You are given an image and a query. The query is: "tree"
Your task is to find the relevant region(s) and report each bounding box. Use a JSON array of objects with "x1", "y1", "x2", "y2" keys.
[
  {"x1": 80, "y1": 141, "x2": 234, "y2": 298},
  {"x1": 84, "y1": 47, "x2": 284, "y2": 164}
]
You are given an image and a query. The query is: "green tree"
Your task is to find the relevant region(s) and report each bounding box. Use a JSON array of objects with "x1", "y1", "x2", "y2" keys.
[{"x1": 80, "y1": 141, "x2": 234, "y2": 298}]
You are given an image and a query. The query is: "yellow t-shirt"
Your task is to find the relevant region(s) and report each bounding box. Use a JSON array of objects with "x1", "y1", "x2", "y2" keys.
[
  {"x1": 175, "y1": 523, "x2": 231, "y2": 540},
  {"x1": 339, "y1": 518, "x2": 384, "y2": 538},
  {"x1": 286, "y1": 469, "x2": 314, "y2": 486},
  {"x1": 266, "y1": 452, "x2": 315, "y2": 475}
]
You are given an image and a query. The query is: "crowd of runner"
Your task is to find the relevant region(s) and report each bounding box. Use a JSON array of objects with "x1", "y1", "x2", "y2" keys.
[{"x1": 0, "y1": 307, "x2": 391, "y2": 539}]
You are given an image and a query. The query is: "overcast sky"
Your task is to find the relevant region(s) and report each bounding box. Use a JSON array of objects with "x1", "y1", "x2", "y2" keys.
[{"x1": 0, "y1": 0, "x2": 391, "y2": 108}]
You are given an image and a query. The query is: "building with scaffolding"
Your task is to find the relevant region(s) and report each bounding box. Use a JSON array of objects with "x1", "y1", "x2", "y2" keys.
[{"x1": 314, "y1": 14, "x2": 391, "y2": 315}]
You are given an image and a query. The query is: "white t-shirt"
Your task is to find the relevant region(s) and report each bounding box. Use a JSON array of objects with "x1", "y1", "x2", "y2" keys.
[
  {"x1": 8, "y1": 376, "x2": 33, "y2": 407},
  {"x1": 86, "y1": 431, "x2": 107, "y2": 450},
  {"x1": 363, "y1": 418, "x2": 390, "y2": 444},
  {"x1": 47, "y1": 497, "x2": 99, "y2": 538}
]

* * *

_REQUIRED TASK_: Give back each line above precisely as it stands.

_FINISHED EXERCISE_:
You are given an image and a query. The query is: "tree"
Your task is to find the relevant region(s) and report each bounding box. Use a JSON array of objects with "x1", "y1", "x2", "y2" keys.
[
  {"x1": 80, "y1": 141, "x2": 234, "y2": 298},
  {"x1": 84, "y1": 47, "x2": 284, "y2": 164}
]
You are given an image and a query. The query is: "green tree"
Your task is to find the relevant region(s) and report each bounding box. Use a JSON array of objects with "x1", "y1", "x2", "y2" keys.
[{"x1": 80, "y1": 141, "x2": 234, "y2": 298}]
You are given an image and a query. The query is: "yellow t-shirt"
Your task is to find the relevant region(s) and report each bounding box. Use a JSON array of objects with "x1", "y1", "x2", "y2" keys.
[
  {"x1": 175, "y1": 523, "x2": 231, "y2": 540},
  {"x1": 339, "y1": 518, "x2": 384, "y2": 538},
  {"x1": 286, "y1": 469, "x2": 314, "y2": 486},
  {"x1": 266, "y1": 452, "x2": 315, "y2": 475}
]
You are given an image and a query. The query is: "crowd of runner"
Your task is to find the relevant region(s) and report each bounding box. Use a JSON array of objects with "x1", "y1", "x2", "y2" keys.
[{"x1": 0, "y1": 307, "x2": 391, "y2": 539}]
You are given an image and a query. The query is: "overcast sky"
Your task is to find the relevant region(s) and report each bounding box. Use a JSON array of objects with "x1", "y1", "x2", "y2" keys.
[{"x1": 0, "y1": 0, "x2": 391, "y2": 108}]
You are given an image and a query. The query is: "building with scaffolding"
Your task is to find the relevant region(s) and report each bounding box. Use a JSON array of objects with "x1", "y1", "x2", "y2" keys.
[{"x1": 314, "y1": 14, "x2": 391, "y2": 315}]
You are given an image and a query. The query is: "white t-shirt"
Your task is to find the relevant region(s) and report each bounding box. Use a JSON array of objects with "x1", "y1", "x2", "y2" keys.
[
  {"x1": 8, "y1": 376, "x2": 33, "y2": 407},
  {"x1": 86, "y1": 431, "x2": 107, "y2": 450},
  {"x1": 363, "y1": 418, "x2": 390, "y2": 444},
  {"x1": 47, "y1": 497, "x2": 99, "y2": 538}
]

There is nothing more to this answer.